━━━━━ Supplied material
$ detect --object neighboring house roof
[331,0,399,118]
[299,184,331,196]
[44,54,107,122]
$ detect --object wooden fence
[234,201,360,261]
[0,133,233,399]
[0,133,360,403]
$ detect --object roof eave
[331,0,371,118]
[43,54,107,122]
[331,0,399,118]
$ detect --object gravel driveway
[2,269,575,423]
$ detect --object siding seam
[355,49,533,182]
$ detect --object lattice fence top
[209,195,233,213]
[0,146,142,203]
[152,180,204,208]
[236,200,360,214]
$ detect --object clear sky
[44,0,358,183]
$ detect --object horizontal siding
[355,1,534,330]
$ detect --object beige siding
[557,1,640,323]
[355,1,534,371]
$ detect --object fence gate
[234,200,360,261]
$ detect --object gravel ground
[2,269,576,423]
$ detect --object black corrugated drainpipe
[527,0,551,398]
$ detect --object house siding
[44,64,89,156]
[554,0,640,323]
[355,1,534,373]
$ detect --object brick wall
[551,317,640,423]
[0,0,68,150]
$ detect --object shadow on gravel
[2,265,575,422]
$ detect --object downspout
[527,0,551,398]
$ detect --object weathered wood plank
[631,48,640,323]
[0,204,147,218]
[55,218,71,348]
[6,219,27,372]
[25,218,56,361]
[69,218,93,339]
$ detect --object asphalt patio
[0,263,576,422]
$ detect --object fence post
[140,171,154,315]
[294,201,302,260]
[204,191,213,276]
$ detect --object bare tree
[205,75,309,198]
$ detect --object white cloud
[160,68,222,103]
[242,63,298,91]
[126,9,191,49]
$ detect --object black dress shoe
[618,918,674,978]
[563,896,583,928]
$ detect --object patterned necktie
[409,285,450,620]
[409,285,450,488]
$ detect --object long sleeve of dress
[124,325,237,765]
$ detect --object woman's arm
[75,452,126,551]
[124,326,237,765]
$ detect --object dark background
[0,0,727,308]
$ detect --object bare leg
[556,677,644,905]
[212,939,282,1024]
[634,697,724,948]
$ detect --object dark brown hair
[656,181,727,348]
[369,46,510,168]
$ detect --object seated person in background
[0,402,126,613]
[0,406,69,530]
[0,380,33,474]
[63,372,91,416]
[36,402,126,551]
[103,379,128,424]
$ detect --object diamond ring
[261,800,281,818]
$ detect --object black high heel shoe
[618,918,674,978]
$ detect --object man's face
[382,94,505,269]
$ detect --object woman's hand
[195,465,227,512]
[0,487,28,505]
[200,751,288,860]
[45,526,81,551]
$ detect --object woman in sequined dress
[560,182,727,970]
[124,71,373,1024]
━━━━━━━━━━
- [Short problem] Rewrite all the entries above, replacing every instance of "gravel" with "pebble" and leaving everything else unchanged.

- [Finished task]
$ detect --object neighboring house roof
[331,0,399,118]
[299,184,331,196]
[44,54,107,122]
$ detect --object wooden fence
[234,201,360,261]
[0,133,233,399]
[0,133,360,403]
$ detect --object roof eave
[331,0,371,118]
[43,54,107,122]
[331,0,399,118]
$ detect --object pebble driveway
[2,269,575,423]
$ detect --object siding seam
[355,49,533,182]
$ detect --object lattice fence top
[209,195,233,213]
[0,146,142,203]
[152,180,204,208]
[236,200,360,214]
$ detect --object clear sky
[44,0,358,183]
$ detect --object horizontal siding
[355,1,534,330]
$ detect --object beige siding
[557,1,640,323]
[355,1,534,371]
$ detect --object fence gate
[234,200,360,261]
$ detect --object pebble ground
[2,269,576,423]
$ detect --object black corrugated drainpipe
[527,0,551,398]
$ detect --object house siding
[44,64,89,156]
[554,0,640,323]
[355,1,534,373]
$ detect --object brick wall
[551,317,640,423]
[0,0,68,150]
$ detect --object shadow on pebble
[2,265,575,422]
$ detect --object downspout
[527,0,551,398]
$ detect --object weathered wood plank
[631,48,640,323]
[0,204,147,218]
[55,218,71,348]
[6,219,27,372]
[25,218,56,361]
[69,218,93,339]
$ detect --object asphalt patio
[0,263,576,422]
$ detect --object fence post
[140,171,154,315]
[294,201,302,260]
[204,191,213,276]
$ detect --object bare tree
[205,75,309,198]
$ detect --object white cloud
[160,68,222,103]
[242,63,298,91]
[126,9,191,49]
$ detect --object black dress shoe
[618,918,674,978]
[563,896,583,928]
$ detect --object patterned necktie
[409,285,450,620]
[409,285,450,488]
$ detect --object long sleeve of dress
[124,325,237,765]
$ detect --object woman's arm
[75,452,126,551]
[124,326,237,765]
$ detect --object dark background
[0,0,727,308]
$ detect --object bare leg
[556,677,644,905]
[212,939,282,1024]
[634,697,724,948]
$ detect --object dark brown hair
[656,181,727,348]
[369,46,510,168]
$ detect --object seated person in background
[0,402,126,613]
[0,406,69,530]
[0,380,33,474]
[63,372,91,416]
[36,402,126,551]
[103,379,128,424]
$ detect --object diamond ring
[261,800,281,818]
$ detect --object black high heel shoe
[618,918,674,978]
$ detect --object man's face
[382,94,505,269]
$ detect --object woman's hand
[195,465,227,512]
[0,487,28,505]
[200,751,288,860]
[45,526,81,551]
$ detect --object woman in sequined dress
[560,182,727,970]
[124,71,373,1024]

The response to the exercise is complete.